◆ **TASK REQUIREMENTS**
List every line of the material below that contains the string "crow", matching case exactly.
** Start of PROVIDED RECORDS **
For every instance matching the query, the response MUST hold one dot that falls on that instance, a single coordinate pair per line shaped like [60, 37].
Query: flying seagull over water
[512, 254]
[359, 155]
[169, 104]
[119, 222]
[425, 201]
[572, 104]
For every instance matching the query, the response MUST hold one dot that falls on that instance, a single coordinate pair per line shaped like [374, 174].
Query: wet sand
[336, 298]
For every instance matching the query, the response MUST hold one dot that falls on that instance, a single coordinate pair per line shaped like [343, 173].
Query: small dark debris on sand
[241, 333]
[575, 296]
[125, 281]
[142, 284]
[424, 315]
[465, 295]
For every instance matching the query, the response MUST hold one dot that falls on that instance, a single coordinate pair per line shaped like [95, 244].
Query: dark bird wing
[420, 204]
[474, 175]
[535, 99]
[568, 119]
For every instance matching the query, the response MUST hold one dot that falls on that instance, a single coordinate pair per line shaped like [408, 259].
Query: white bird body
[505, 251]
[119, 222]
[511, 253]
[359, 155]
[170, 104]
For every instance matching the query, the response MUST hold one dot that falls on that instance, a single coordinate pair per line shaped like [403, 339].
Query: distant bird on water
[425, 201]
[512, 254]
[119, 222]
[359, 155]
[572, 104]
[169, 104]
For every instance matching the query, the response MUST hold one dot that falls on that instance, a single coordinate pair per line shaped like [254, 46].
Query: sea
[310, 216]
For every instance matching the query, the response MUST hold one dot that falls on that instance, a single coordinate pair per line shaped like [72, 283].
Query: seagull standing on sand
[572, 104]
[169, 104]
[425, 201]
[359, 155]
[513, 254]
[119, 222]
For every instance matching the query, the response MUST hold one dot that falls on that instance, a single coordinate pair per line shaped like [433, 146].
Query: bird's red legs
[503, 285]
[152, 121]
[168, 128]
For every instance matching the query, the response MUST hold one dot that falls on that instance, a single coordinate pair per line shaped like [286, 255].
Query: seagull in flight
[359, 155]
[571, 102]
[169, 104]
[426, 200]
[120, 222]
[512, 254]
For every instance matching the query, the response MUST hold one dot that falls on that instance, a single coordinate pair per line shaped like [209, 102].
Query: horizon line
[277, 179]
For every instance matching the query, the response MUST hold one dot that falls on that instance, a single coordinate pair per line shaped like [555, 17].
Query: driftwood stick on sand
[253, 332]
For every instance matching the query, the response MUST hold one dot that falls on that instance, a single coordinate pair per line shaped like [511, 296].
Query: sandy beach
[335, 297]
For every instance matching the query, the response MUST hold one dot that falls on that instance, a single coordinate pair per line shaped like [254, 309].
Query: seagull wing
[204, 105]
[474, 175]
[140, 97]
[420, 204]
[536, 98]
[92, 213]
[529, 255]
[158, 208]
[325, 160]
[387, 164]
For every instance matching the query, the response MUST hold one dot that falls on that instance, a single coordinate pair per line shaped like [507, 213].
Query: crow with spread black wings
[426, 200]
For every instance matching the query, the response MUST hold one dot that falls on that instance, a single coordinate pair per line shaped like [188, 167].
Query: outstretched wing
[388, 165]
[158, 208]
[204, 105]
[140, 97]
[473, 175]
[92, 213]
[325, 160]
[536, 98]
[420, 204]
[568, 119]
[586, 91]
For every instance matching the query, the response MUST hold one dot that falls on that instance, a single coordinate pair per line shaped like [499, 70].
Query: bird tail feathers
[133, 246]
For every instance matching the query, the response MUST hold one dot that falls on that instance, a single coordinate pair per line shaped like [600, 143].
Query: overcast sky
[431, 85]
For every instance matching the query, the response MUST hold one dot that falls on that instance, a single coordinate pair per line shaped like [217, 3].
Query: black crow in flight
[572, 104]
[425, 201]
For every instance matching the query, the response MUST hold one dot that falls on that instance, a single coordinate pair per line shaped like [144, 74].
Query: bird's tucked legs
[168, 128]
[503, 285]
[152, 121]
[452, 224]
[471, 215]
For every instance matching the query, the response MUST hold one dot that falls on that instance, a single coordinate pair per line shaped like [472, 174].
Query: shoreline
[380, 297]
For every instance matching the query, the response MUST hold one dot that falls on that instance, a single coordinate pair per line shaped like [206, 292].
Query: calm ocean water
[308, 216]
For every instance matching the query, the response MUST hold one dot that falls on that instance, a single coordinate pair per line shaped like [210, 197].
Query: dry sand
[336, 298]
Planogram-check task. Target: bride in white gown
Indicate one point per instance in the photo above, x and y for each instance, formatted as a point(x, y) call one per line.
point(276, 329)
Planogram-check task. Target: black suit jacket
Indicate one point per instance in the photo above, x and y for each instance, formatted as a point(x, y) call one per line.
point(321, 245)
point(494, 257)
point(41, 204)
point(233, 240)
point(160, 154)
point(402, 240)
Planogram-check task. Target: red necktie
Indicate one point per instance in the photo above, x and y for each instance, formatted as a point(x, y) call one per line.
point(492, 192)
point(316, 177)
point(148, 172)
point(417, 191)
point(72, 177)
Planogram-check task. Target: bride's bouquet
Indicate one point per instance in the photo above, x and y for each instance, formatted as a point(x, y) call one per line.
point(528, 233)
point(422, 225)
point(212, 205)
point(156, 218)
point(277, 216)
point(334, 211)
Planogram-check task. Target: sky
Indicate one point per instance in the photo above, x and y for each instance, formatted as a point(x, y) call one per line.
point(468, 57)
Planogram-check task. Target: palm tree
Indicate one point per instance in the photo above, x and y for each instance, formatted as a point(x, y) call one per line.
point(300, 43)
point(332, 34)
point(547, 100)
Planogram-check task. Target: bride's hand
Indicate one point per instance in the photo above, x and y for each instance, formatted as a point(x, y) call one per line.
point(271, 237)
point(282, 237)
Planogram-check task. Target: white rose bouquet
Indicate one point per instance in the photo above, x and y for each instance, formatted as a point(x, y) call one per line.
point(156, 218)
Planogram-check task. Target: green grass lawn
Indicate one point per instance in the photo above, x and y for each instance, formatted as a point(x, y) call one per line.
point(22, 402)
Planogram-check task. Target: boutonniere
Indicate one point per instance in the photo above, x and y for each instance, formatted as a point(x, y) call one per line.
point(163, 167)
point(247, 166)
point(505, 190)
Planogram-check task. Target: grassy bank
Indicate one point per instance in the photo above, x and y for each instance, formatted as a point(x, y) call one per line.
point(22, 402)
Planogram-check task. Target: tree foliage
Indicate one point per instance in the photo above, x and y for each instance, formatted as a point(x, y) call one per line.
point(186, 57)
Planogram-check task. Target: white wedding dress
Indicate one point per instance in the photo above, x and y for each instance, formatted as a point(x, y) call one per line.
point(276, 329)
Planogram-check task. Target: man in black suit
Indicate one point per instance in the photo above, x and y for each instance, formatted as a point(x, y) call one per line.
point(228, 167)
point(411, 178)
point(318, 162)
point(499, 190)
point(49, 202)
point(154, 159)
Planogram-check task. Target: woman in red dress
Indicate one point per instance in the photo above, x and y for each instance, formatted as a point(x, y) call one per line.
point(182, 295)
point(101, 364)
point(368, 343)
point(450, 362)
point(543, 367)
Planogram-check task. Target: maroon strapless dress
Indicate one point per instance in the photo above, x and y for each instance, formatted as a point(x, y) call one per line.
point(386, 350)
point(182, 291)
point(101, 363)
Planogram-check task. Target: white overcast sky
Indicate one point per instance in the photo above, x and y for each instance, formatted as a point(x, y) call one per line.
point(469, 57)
** End of PROVIDED RECORDS **
** Start of PROVIDED RECORDS **
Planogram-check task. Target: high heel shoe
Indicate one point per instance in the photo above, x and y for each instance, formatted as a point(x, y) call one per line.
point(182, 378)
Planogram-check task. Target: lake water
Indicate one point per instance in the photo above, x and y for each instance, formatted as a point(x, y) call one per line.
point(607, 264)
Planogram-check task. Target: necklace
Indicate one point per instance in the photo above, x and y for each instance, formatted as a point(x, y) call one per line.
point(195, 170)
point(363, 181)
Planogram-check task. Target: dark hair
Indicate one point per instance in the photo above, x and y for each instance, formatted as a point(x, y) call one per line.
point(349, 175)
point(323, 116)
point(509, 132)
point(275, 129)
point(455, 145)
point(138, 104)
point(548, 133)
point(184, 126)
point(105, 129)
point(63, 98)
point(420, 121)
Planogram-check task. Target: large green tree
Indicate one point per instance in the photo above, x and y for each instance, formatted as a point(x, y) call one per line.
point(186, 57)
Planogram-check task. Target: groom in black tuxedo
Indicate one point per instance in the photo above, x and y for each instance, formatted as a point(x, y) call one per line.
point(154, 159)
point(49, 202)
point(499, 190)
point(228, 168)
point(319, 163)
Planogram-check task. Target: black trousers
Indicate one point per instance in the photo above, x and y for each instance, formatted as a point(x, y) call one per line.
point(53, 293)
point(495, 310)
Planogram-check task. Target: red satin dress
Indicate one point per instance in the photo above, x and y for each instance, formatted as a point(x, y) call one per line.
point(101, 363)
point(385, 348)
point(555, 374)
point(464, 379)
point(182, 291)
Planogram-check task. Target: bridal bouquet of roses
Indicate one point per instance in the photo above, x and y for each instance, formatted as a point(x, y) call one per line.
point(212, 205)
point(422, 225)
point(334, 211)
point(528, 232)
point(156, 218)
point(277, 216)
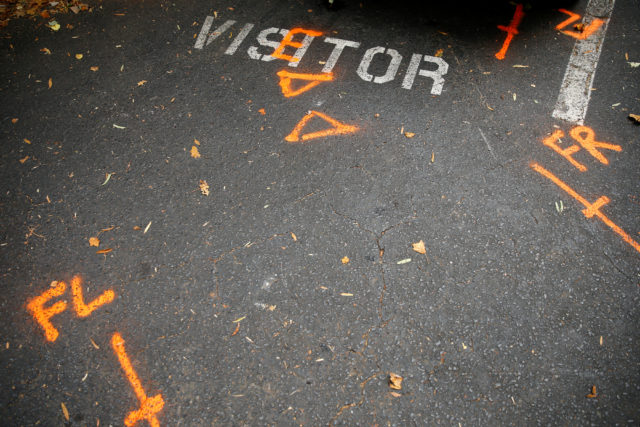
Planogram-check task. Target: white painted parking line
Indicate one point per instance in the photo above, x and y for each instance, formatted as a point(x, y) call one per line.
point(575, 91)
** End of PROVIDED RECORDS **
** Start of PROVIDED RECORDS **
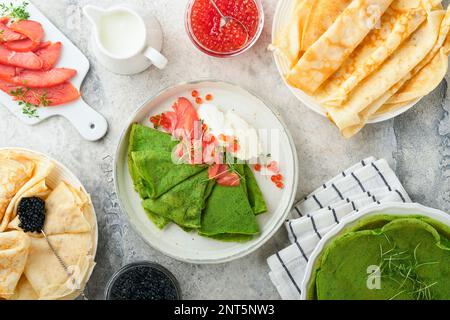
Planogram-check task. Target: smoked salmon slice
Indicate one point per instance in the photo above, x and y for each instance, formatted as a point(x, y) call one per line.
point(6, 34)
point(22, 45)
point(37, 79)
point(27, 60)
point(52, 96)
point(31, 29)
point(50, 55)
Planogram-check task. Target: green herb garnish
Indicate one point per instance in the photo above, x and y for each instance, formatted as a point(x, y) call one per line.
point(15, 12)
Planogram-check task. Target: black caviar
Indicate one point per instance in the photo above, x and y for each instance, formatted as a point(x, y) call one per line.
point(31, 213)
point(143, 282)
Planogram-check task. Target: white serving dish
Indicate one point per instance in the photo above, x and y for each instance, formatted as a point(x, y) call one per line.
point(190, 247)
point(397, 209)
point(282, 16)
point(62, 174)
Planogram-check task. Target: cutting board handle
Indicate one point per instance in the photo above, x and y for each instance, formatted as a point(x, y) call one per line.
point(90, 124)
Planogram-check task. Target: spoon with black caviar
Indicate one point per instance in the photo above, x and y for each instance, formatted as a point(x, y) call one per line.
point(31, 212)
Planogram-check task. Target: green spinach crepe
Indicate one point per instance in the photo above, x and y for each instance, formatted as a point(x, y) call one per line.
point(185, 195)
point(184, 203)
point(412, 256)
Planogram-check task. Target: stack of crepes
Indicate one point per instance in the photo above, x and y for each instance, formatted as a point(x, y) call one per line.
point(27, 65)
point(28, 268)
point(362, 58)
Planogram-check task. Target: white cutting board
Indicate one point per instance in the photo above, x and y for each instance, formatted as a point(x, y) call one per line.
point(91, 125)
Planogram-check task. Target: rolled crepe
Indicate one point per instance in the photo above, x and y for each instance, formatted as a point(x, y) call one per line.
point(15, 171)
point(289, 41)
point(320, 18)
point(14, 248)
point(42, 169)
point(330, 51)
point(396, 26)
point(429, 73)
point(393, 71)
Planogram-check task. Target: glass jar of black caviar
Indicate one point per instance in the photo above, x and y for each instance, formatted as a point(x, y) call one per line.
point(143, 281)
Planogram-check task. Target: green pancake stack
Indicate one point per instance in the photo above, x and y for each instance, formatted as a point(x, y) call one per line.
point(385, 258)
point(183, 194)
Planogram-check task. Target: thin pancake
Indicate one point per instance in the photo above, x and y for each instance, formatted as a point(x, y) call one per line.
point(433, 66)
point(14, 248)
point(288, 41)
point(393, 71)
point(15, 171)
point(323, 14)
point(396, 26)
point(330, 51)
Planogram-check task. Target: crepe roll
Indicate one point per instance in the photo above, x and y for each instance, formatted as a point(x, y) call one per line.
** End of PROVIDED RECORDS **
◆ **FINAL ANSWER**
Query: crow with spread black wings
Query: black crow in flight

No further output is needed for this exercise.